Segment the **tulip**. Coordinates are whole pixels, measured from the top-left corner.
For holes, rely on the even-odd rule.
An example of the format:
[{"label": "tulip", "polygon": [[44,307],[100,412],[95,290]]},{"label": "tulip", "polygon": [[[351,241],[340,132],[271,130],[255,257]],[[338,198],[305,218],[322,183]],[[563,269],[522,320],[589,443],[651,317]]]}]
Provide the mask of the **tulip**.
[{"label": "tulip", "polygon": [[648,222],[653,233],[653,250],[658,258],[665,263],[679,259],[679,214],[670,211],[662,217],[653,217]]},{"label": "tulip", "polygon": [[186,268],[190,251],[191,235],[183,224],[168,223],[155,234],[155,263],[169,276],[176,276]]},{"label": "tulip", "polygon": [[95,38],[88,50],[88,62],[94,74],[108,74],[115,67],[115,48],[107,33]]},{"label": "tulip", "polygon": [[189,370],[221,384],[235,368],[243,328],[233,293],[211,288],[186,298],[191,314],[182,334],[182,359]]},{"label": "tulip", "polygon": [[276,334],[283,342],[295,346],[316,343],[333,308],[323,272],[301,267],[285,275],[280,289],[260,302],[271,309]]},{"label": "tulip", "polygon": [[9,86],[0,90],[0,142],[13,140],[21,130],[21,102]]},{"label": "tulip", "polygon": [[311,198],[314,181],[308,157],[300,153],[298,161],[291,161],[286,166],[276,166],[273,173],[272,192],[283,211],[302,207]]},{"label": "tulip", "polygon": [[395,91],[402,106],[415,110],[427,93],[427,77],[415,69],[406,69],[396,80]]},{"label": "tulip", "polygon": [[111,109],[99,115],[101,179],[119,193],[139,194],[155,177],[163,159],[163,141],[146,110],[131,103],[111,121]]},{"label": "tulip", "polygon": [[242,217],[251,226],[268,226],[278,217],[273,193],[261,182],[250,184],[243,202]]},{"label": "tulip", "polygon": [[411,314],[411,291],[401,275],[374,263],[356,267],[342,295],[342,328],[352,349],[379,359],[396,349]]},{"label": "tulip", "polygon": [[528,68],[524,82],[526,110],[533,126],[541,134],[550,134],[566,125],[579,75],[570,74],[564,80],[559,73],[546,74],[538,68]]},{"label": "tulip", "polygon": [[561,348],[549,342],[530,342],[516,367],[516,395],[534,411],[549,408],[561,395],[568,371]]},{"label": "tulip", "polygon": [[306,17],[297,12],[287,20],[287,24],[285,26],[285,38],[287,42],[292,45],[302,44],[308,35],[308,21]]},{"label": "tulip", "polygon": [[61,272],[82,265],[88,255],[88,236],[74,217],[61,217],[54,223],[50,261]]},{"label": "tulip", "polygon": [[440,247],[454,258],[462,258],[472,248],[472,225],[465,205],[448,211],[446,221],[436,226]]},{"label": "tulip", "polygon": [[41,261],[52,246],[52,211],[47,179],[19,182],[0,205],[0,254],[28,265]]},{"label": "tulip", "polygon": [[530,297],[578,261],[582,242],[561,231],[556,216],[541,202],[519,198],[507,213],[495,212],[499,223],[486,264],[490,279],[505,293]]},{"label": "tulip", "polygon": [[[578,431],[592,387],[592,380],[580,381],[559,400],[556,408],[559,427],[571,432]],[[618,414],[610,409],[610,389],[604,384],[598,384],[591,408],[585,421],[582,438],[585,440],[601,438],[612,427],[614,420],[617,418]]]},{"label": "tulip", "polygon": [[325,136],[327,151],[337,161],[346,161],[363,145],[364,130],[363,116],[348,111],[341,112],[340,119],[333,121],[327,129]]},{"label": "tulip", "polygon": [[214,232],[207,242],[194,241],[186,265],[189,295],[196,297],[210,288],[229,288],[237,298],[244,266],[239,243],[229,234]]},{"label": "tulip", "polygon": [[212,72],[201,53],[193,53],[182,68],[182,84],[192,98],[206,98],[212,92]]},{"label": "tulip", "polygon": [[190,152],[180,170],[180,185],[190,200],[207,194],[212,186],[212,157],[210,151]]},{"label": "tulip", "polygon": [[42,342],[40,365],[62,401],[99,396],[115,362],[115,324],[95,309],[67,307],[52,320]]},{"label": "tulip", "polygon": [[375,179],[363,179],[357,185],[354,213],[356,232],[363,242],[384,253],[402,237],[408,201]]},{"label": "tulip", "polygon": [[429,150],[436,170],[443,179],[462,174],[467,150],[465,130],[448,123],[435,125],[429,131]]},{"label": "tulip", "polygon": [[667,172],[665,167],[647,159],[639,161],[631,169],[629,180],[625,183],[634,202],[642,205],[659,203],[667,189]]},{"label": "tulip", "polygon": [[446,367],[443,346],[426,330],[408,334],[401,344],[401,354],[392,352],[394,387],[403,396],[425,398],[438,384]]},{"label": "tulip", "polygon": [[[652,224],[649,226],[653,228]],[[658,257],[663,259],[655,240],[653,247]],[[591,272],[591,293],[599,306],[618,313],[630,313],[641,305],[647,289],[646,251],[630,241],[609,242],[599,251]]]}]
_ _ _ _
- _Direction_: Output every line of the entries above verbatim, with nothing added, dropped, or altered.

- _Task result_:
Segment the **tulip**. Coordinates are whole pixels, measured from the top-left corner.
For holes, rely on the even-odd rule.
An example of the format:
[{"label": "tulip", "polygon": [[44,307],[100,412],[95,290]]},{"label": "tulip", "polygon": [[[351,241],[340,132],[271,130],[255,257]],[[338,198],[305,218],[322,183]],[[563,269],[522,320],[589,443],[651,317]]]}]
Provide the mask of the **tulip**.
[{"label": "tulip", "polygon": [[648,222],[653,233],[653,250],[658,258],[665,263],[679,259],[679,214],[670,211],[662,217],[653,217]]},{"label": "tulip", "polygon": [[186,268],[190,251],[191,235],[183,224],[168,223],[155,234],[155,263],[169,276],[176,276]]},{"label": "tulip", "polygon": [[95,38],[88,50],[88,62],[94,74],[108,74],[115,67],[115,48],[107,33]]},{"label": "tulip", "polygon": [[189,370],[221,384],[235,368],[243,328],[233,293],[211,288],[186,298],[191,314],[182,334],[182,359]]},{"label": "tulip", "polygon": [[276,334],[283,342],[295,346],[316,343],[333,308],[323,272],[301,267],[285,275],[280,289],[260,302],[271,309]]},{"label": "tulip", "polygon": [[9,86],[0,90],[0,142],[13,140],[21,130],[21,102]]},{"label": "tulip", "polygon": [[311,198],[314,181],[308,157],[300,153],[298,161],[291,161],[286,166],[276,166],[273,173],[272,192],[283,211],[302,207]]},{"label": "tulip", "polygon": [[395,91],[402,106],[415,110],[427,93],[427,77],[415,69],[406,69],[396,80]]},{"label": "tulip", "polygon": [[111,109],[99,115],[101,179],[119,193],[139,194],[155,177],[163,159],[163,141],[146,110],[131,103],[111,121]]},{"label": "tulip", "polygon": [[242,217],[251,226],[268,226],[278,217],[273,193],[261,182],[250,184],[243,202]]},{"label": "tulip", "polygon": [[411,314],[411,291],[401,275],[374,263],[356,267],[342,295],[342,328],[352,349],[379,359],[396,349]]},{"label": "tulip", "polygon": [[528,68],[524,82],[526,110],[533,126],[541,134],[550,134],[566,125],[579,75],[570,74],[564,80],[559,73],[546,74],[538,68]]},{"label": "tulip", "polygon": [[561,348],[549,342],[530,342],[516,367],[516,395],[534,411],[549,408],[561,395],[568,371]]},{"label": "tulip", "polygon": [[306,17],[297,12],[287,20],[287,24],[285,26],[285,38],[287,42],[292,45],[302,44],[308,35],[308,21]]},{"label": "tulip", "polygon": [[61,272],[82,265],[88,255],[88,236],[74,217],[61,217],[54,223],[50,261]]},{"label": "tulip", "polygon": [[440,247],[454,258],[462,258],[472,248],[472,225],[465,205],[448,211],[446,221],[436,226]]},{"label": "tulip", "polygon": [[41,261],[52,246],[52,211],[47,179],[19,182],[0,205],[0,254],[28,265]]},{"label": "tulip", "polygon": [[530,297],[578,261],[582,242],[561,231],[556,216],[541,202],[519,198],[507,213],[495,212],[499,223],[486,264],[490,279],[505,293]]},{"label": "tulip", "polygon": [[[578,431],[592,387],[592,380],[580,381],[559,400],[556,408],[559,427],[571,432]],[[618,414],[610,409],[610,389],[604,384],[598,384],[591,408],[585,421],[582,438],[585,440],[601,438],[612,427],[614,420],[617,418]]]},{"label": "tulip", "polygon": [[325,136],[327,151],[337,161],[346,161],[363,145],[364,130],[363,116],[348,111],[341,112],[340,119],[333,121],[327,129]]},{"label": "tulip", "polygon": [[214,232],[207,242],[194,241],[186,265],[189,295],[196,297],[210,288],[229,288],[237,298],[244,266],[239,243],[229,234]]},{"label": "tulip", "polygon": [[212,72],[201,53],[193,53],[182,68],[182,84],[192,98],[206,98],[212,92]]},{"label": "tulip", "polygon": [[190,152],[180,170],[180,185],[190,200],[207,194],[212,186],[212,157],[210,151]]},{"label": "tulip", "polygon": [[42,342],[40,365],[62,401],[99,396],[115,362],[115,324],[95,309],[67,307],[52,320]]},{"label": "tulip", "polygon": [[375,179],[363,179],[357,185],[354,213],[356,232],[363,242],[384,253],[402,237],[408,201]]},{"label": "tulip", "polygon": [[429,150],[436,170],[443,179],[462,174],[467,150],[465,130],[448,123],[435,125],[429,131]]},{"label": "tulip", "polygon": [[667,172],[665,167],[647,159],[639,161],[631,169],[629,180],[625,183],[634,202],[642,205],[659,203],[667,189]]},{"label": "tulip", "polygon": [[446,367],[443,346],[426,330],[408,334],[401,344],[401,354],[392,352],[394,387],[403,396],[425,398],[438,384]]},{"label": "tulip", "polygon": [[[652,224],[649,226],[653,228]],[[658,257],[663,259],[655,240],[653,247]],[[591,272],[591,293],[599,306],[618,313],[630,313],[641,305],[647,289],[646,251],[630,241],[609,242],[599,251]]]}]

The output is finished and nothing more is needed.